→ **EXERCISE PASSAGE**:
*** Begin section ***
John Tyndall (August 2, 1820 – December 4, 1893) was an Irish natural philosopher.
With Charles Darwin and Thomas Huxley his name is inseparably connected with the battle which began in the middle of the 19th century for making the new standpoint of modern science part of the accepted philosophy in general life. For many years, indeed, he came to represent to ordinary Englishmen the typical or ideal professor of physics. His strong, picturesque mode of seizing and expressing things gave him an immense living influence both in speech and writing, and disseminated a popular knowledge of physical science such as had not previously existed. But besides being a true educator, and perhaps the greatest popular teacher of natural philosophy in his generation, he was an earnest and original observer and explorer of nature.
Tyndall was to a large extent a self-made man. He had no early advantages, but with indomitable earnestness devoted himself to study, to which he was stimulated by the writings of Carlyle. He passed from a national school in County Carlow to a minor post (1839) in the Irish ordnance survey and then to the English Ordnance Survey (1842), attending Mechanics' Institute lectures at Preston. In 1844 he became a railway engineer, and in 1847 a teacher at Queenwood College, Hampshire. From there, with much spirit and in face of many difficulties, he and his colleague Edward Frankland, attended the University of Marburg (1848-1851), where, by intense application, Tyndall obtained his doctorate in two years. His inaugural dissertation was an essay on screw-surfaces.
The two young men stood for chairs of physics and natural history respectively, first at Toronto, next at Sydney, but they were in each case unsuccessful. On February 11 1853 however, Tyndall gave, by invitation, a Friday-evening lecture (on "The Influence of Material Aggregation upon the Manifestations of Force") at the Royal Institution, and his public reputation was at once established. He then joined Huxley in running the science section of the Westminster Review and helped to form a group of evolutionists who paved the way for Charles Darwin's 1859 publication of The Origin of Species.
In May 1854 Tyndall was chosen professor of natural philosophy at the Royal Institution, a post that exactly suited his striking gifts and made him a colleague of Faraday whom, in 1866, he succeeded as scientific adviser to Trinity House and the Board of Trade, and, in 1867, as superintendent of the Royal Institution. His reverent attachment to Faraday is recorded in his memorial volume called Faraday as a Discoverer (1868).
*** End section ***
→ **DATA SUPPLIED**:
*** Begin section ***
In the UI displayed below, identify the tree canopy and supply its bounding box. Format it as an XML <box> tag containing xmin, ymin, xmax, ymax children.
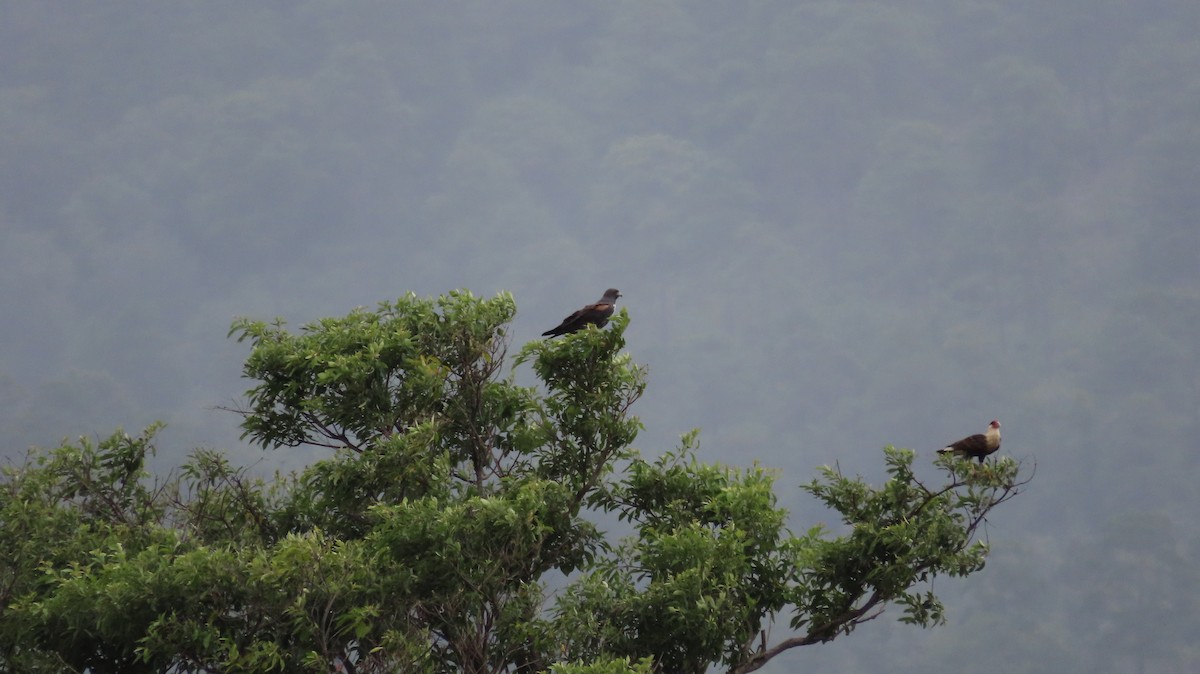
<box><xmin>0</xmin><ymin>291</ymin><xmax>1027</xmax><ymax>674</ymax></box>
*** End section ***
*** Begin section ***
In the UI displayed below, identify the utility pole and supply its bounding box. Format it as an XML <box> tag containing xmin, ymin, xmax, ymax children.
*** End section ***
*** Begin section ***
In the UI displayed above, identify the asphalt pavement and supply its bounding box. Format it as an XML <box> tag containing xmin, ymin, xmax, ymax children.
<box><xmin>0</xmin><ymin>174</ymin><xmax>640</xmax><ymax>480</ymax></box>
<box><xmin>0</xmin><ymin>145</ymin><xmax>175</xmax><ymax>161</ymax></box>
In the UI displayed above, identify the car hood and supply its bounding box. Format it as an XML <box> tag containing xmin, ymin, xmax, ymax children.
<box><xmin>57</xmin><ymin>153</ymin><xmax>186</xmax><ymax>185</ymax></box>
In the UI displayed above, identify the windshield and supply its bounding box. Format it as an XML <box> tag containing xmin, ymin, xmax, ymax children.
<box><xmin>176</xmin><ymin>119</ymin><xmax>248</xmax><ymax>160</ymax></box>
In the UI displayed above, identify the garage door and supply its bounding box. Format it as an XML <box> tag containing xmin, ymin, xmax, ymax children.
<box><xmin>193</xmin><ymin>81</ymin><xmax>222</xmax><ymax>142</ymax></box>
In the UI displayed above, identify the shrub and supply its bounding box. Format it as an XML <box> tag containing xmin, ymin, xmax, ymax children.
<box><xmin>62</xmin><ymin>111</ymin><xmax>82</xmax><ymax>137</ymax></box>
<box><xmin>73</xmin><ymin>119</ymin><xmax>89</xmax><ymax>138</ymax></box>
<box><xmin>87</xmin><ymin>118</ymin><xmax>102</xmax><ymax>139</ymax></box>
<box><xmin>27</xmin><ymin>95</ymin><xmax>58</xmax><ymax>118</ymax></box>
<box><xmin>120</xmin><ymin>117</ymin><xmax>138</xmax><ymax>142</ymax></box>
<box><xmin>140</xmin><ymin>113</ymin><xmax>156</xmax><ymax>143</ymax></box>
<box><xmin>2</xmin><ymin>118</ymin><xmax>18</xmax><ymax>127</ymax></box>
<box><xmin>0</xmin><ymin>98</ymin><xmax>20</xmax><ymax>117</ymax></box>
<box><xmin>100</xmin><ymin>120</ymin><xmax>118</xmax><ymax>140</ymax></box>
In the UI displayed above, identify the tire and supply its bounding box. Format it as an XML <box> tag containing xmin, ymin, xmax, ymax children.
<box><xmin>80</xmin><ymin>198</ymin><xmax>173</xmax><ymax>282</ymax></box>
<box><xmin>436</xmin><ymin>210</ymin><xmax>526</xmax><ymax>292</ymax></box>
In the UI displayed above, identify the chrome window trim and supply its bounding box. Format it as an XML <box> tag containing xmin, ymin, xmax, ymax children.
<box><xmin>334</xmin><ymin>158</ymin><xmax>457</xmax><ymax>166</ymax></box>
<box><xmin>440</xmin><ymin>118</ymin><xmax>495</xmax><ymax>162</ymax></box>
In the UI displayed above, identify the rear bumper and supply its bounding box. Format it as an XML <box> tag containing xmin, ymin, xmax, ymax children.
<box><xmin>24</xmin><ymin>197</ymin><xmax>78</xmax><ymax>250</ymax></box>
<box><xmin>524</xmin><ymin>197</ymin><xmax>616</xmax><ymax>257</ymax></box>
*** End section ***
→ **WHAT YOU HAVE TO DO**: According to the passage on John Tyndall, in what year did he become superintendent of the Royal Institution?

→ **WRITTEN SOLUTION**: 1867